— What to work on —
Pick out every line of the entries below where "raised" occurs, and copy those lines.

*** Begin section ***

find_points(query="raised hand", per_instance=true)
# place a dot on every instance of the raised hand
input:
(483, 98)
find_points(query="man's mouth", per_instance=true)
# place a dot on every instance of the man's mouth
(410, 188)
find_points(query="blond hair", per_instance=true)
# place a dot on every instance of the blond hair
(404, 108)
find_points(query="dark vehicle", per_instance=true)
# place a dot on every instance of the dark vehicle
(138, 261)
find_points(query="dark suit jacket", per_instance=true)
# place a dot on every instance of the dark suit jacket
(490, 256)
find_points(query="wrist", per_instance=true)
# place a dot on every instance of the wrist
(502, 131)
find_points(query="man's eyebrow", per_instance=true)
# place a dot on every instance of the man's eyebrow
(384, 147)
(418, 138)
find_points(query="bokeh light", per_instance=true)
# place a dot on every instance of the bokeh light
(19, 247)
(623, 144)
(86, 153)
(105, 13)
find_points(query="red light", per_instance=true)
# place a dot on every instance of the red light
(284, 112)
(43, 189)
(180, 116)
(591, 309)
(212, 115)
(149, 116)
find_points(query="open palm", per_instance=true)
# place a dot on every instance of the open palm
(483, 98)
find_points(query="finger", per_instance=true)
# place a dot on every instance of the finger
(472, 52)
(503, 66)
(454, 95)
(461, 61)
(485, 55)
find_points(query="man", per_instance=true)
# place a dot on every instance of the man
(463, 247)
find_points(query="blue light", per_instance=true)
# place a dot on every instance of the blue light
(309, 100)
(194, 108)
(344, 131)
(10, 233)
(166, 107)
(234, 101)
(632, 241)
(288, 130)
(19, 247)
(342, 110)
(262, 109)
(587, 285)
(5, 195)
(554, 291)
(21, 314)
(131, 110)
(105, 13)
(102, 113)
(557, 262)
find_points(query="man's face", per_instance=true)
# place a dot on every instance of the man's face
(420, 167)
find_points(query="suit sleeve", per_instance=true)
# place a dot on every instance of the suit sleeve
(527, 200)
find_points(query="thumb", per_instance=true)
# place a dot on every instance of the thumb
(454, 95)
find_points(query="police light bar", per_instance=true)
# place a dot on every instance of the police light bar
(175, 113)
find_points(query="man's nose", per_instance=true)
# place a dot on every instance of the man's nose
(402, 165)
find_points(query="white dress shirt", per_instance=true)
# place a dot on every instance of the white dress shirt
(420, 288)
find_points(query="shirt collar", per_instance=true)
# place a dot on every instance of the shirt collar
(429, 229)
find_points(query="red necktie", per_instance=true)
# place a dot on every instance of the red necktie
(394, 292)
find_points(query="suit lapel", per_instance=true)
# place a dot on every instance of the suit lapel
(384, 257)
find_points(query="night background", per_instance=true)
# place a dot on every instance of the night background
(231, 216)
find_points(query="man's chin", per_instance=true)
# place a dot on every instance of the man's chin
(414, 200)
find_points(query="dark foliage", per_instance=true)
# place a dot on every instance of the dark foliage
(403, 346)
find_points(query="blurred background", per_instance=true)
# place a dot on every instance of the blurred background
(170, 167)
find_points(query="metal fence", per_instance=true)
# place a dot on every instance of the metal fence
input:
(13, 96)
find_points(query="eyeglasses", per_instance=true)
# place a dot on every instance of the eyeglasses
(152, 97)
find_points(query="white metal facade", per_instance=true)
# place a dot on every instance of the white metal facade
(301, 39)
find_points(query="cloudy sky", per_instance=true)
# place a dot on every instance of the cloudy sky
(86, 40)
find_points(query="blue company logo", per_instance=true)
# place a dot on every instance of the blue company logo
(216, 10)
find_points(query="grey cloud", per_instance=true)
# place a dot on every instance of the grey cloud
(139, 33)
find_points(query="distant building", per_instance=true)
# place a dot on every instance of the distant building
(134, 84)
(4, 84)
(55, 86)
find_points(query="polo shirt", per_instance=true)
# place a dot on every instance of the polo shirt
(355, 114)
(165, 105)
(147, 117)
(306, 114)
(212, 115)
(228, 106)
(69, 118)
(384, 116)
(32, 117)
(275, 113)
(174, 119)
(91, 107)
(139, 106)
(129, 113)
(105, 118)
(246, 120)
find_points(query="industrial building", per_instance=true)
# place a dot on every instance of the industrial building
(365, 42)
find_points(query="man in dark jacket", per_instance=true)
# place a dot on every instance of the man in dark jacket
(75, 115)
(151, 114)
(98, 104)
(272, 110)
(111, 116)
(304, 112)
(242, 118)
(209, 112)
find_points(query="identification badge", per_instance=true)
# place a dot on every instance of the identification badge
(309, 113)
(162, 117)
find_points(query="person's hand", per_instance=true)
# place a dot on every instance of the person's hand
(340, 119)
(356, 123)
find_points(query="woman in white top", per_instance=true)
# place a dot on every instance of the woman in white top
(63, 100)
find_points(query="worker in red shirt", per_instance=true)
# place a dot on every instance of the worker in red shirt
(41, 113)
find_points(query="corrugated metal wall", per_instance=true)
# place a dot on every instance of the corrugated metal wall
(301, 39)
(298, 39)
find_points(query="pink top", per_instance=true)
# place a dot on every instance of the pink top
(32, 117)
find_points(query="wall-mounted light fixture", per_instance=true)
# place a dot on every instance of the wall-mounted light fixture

*** End section ***

— Completed task —
find_points(query="raised hand", per_instance=true)
# place a dot on every instance of the raised hand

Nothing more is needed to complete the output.